Action item —
Write out every line below with no difference at all.

Given records —
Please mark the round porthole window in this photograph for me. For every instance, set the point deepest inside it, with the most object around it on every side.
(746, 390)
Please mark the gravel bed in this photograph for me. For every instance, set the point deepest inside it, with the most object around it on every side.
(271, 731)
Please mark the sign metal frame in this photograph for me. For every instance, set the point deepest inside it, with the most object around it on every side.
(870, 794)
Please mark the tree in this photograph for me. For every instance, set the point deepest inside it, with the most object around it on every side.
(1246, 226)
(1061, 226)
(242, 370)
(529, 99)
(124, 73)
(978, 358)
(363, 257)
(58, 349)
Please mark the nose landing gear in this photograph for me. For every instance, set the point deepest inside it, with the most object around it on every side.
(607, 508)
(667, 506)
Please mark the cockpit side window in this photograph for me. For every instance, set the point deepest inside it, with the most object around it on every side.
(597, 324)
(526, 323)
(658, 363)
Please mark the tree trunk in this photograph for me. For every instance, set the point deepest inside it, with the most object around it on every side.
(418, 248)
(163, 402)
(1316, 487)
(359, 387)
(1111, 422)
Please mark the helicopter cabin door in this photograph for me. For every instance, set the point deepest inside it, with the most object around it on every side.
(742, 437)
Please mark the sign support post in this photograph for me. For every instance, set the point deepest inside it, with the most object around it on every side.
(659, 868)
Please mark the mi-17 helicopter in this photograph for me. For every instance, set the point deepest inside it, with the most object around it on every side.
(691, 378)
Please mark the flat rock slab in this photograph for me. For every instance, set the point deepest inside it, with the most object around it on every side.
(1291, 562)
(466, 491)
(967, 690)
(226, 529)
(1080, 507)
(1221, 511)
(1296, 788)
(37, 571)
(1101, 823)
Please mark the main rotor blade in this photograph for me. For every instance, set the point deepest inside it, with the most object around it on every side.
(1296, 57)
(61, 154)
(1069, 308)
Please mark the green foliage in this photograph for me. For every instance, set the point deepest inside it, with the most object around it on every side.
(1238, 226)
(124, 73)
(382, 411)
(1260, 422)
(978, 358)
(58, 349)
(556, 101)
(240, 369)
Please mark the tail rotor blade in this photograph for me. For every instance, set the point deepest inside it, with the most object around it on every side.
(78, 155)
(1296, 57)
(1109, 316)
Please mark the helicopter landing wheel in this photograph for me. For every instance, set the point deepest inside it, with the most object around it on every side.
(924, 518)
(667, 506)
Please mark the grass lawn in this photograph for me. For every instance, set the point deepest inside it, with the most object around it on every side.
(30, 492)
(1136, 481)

Exercise result —
Please mark the round porthole window in this photograph for me. For every instance, set the point deepest inside it, with the most object around it on every side.
(746, 390)
Please mark the gravel bed in this photograph for me. For every instance, set the point deepest inside it, with the most object around it on every side.
(271, 731)
Please mark the sign metal frame in this photograph for me. For every instance, set the point deepest inside it, with the most object around it on every side.
(870, 794)
Please mark the tree in this photograph for me. For every instance, set the point deepest inside it, with the most object around it on every side.
(1246, 226)
(1061, 226)
(242, 370)
(529, 99)
(124, 73)
(978, 358)
(363, 257)
(58, 349)
Please mark the nose landing gear in this photograph for me. For every instance, set the point deepest inside it, with the most object around it on every side.
(607, 508)
(667, 506)
Please mark the cockpit side window in this photograph for me. For every instance, set the point deepest inside it, with the most object around it on every side.
(597, 324)
(526, 323)
(658, 363)
Please mark the tree trunk in this photograph for me. For every instance, set the point deepest inside it, with the most object around it on every side.
(418, 248)
(163, 402)
(1316, 487)
(359, 387)
(1111, 422)
Please mark the helicopter cabin door in this photograph for me. For every instance, set the point deepest inside it, with the most object around it on every side.
(742, 437)
Please mark the sign support post in this photograph for me. For every instance, set the point deepest inside it, with the most object around it on every side.
(659, 868)
Please mark the mi-17 helicopter in this photograph for me. For every instance, set the point deepest inside it, with the most object around it on every side.
(691, 378)
Please mark the flat rock slab in this photograph for me. For every instance, set the point deepest inside it, with the most object around it on every side.
(1291, 562)
(466, 491)
(967, 690)
(226, 529)
(1080, 507)
(1221, 511)
(1296, 788)
(37, 571)
(1101, 823)
Please mark the main rotor blade in this photograph for me. For every instance, set the point deepest inside it, with the most object around it on every side.
(1296, 57)
(61, 154)
(1069, 308)
Please mark the green foliage in this photograph for me. For every instance, set the point deepest inside it, with the most object around it on every side.
(1238, 226)
(124, 73)
(382, 411)
(1260, 422)
(978, 358)
(58, 349)
(556, 101)
(240, 369)
Please mark the tail rotor blade in this photograph for me. For every instance, set the point deepest inside it, with the most object around it on every side.
(78, 155)
(1296, 57)
(1109, 316)
Please mark the helicopter landing wheel in this photograph for me. For every instance, set the point deepest inside it, with the most object around it on every side.
(924, 518)
(667, 506)
Please mark the grass lawn in this photograph for me. For every instance, set the point deepest inside it, with the most object around it on every side.
(30, 492)
(1136, 481)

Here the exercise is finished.